# WHAT THE TASK REQUIRES
Pull every line from the records that has the word "palm" in it.

Items from a data source
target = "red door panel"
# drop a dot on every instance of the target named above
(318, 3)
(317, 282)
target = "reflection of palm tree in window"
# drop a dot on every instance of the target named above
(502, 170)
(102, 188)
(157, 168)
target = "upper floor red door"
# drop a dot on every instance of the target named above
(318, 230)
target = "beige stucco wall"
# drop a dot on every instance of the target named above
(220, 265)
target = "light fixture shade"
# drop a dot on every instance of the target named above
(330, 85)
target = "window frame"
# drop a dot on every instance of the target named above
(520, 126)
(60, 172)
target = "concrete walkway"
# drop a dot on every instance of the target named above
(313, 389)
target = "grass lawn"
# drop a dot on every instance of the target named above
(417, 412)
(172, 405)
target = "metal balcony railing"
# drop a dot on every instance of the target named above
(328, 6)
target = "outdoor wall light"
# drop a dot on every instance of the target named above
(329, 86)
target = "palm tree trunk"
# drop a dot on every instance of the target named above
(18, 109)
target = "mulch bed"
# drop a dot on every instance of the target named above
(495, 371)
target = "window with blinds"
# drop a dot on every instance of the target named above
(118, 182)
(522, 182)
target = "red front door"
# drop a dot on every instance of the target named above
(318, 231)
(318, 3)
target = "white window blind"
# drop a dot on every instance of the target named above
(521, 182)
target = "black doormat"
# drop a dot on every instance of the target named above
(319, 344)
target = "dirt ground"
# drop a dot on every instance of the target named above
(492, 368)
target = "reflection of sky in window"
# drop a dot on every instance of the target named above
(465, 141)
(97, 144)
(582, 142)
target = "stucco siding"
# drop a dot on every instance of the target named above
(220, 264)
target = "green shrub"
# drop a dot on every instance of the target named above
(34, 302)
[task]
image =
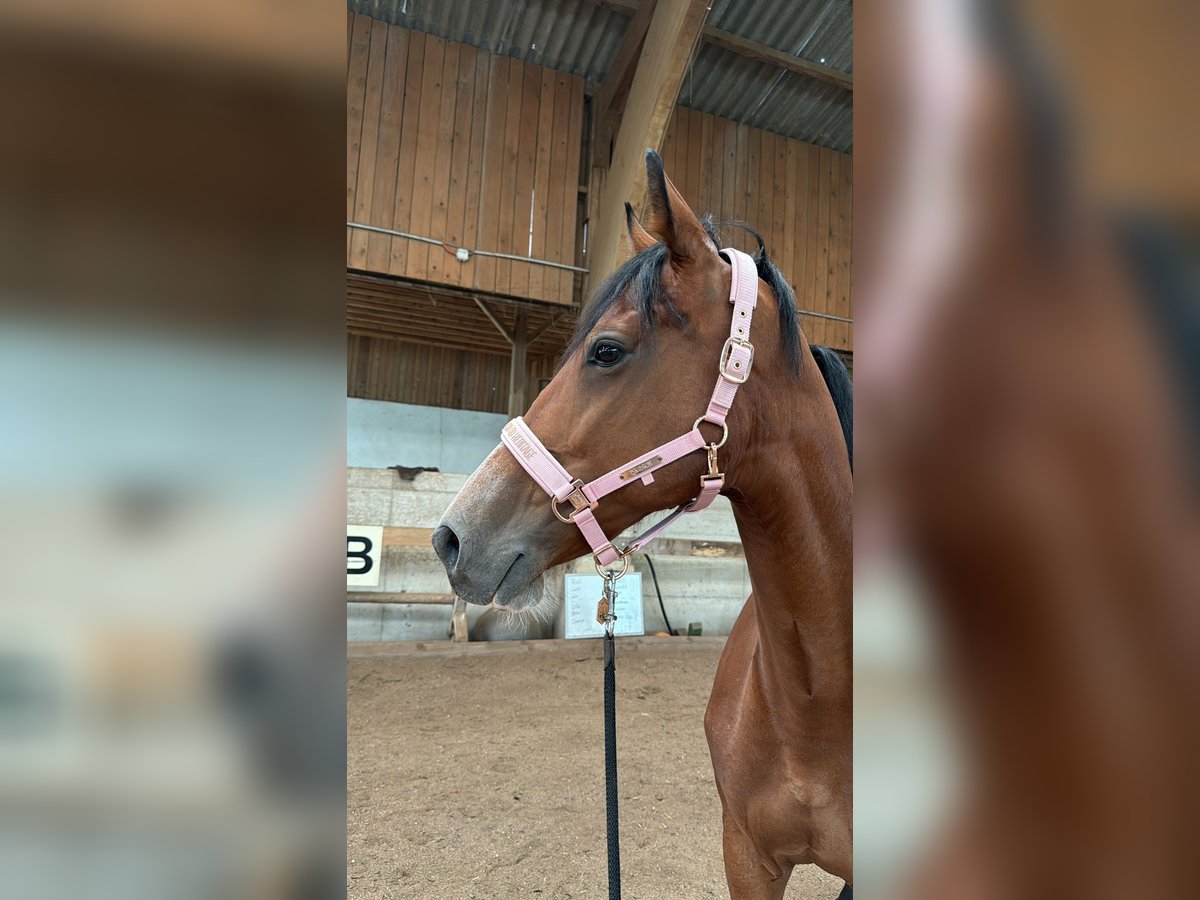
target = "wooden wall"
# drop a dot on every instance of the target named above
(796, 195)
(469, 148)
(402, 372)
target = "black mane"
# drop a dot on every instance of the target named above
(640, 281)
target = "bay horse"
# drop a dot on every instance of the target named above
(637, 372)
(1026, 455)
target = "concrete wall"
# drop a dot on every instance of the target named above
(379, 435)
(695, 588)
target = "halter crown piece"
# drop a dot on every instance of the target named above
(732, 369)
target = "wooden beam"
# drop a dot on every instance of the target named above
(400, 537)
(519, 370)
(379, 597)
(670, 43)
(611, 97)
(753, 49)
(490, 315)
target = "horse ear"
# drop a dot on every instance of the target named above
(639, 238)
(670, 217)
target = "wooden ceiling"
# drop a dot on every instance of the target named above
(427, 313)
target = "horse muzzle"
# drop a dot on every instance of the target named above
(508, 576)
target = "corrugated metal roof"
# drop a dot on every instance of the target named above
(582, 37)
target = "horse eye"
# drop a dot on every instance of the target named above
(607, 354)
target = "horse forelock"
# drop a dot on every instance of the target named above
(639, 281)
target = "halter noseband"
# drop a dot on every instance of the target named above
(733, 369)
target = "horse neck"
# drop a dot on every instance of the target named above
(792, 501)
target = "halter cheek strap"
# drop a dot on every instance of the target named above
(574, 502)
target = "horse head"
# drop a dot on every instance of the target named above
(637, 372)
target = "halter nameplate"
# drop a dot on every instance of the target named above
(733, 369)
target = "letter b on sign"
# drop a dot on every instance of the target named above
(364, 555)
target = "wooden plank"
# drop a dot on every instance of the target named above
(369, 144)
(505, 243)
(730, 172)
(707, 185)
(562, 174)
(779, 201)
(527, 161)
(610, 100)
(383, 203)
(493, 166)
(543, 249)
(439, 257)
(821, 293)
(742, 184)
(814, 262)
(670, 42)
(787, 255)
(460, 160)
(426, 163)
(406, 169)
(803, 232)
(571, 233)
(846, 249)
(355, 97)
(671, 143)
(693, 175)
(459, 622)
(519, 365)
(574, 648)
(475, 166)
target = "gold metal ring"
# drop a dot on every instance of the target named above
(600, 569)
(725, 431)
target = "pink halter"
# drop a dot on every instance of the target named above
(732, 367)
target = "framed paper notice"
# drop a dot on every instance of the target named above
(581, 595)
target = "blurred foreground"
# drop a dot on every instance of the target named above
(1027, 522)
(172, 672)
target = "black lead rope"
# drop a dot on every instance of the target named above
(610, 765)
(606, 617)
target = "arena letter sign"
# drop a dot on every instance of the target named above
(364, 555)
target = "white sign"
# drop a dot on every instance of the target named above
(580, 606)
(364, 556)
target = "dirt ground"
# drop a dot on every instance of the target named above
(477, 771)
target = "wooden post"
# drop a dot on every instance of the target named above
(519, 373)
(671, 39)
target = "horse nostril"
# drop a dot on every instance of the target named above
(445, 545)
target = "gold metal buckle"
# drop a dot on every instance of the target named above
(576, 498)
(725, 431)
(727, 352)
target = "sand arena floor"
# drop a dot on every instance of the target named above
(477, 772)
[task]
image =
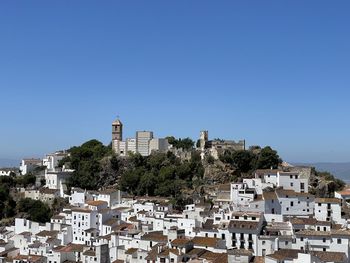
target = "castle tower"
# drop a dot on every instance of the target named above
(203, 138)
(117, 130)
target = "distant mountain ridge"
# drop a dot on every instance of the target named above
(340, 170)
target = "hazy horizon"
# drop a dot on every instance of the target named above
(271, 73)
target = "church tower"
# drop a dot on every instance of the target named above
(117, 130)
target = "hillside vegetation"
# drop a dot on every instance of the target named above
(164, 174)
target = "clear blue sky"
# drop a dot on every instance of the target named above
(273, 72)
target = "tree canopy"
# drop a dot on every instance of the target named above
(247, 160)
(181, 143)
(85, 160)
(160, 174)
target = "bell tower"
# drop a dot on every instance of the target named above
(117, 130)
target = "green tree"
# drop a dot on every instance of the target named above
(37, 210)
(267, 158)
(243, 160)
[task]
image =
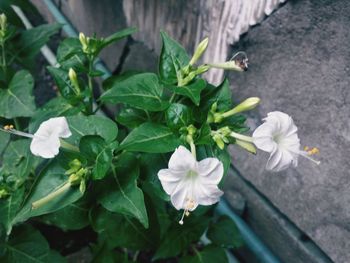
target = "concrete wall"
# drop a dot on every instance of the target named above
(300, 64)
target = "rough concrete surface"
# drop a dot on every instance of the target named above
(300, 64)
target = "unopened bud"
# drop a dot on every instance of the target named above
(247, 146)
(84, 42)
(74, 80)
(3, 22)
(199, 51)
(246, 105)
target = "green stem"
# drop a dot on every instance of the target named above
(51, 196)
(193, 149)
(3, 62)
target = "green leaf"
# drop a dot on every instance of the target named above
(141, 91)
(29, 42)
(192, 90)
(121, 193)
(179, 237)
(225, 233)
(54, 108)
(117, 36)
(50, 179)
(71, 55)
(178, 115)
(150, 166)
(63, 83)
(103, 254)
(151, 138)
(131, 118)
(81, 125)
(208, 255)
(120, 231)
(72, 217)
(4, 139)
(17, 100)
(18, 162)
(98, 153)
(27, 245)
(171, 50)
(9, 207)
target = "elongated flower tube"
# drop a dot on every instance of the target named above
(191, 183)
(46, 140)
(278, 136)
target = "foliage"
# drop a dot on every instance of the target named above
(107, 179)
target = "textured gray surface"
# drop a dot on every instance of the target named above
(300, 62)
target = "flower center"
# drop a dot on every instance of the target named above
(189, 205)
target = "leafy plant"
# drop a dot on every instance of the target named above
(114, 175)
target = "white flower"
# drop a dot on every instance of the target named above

# THE COMPLETED TASK
target = "reflection of palm tree in window"
target = "palm tree trunk"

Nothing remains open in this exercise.